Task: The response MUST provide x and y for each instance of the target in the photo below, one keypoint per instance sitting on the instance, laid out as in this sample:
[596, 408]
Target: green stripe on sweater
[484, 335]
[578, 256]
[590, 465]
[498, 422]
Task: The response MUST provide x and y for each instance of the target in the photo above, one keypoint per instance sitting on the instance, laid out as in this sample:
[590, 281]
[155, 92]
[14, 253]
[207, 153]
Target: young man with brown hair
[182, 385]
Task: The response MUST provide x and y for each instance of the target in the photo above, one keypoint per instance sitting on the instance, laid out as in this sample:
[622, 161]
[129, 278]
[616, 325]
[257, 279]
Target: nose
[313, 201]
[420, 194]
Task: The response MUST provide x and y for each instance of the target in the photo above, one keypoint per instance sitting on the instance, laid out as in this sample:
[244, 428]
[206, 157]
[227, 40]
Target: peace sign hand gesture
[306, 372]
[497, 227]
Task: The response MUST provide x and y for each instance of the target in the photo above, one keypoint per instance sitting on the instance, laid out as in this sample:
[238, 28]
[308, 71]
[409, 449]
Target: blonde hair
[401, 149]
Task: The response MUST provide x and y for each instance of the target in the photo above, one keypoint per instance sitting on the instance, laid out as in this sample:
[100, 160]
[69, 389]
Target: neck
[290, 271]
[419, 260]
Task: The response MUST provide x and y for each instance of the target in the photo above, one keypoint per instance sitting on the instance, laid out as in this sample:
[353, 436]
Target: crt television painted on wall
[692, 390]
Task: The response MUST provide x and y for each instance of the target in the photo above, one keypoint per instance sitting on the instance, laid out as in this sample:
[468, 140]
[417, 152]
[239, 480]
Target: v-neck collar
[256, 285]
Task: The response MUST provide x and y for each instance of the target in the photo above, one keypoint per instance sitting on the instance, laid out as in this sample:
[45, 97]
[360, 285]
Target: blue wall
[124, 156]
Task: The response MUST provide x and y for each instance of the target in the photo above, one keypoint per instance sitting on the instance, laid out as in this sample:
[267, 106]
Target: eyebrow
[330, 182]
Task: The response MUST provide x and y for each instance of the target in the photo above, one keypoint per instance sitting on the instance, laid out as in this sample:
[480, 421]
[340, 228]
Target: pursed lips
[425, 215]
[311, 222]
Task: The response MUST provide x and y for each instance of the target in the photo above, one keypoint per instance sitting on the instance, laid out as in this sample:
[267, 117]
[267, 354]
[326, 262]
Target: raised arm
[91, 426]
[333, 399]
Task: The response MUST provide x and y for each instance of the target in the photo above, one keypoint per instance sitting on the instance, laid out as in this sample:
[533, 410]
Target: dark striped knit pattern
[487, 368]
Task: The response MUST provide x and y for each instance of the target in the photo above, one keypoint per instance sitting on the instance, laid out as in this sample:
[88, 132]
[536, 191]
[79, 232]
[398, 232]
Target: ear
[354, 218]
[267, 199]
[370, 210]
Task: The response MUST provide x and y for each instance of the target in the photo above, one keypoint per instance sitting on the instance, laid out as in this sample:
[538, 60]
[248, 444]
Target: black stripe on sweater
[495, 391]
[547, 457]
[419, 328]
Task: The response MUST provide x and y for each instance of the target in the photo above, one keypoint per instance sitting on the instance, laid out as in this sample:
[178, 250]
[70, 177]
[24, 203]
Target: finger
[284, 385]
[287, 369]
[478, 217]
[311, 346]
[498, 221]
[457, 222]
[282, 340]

What is required: How many of the lines above contain the word "sweater"? Give only the number.

Completed task: 2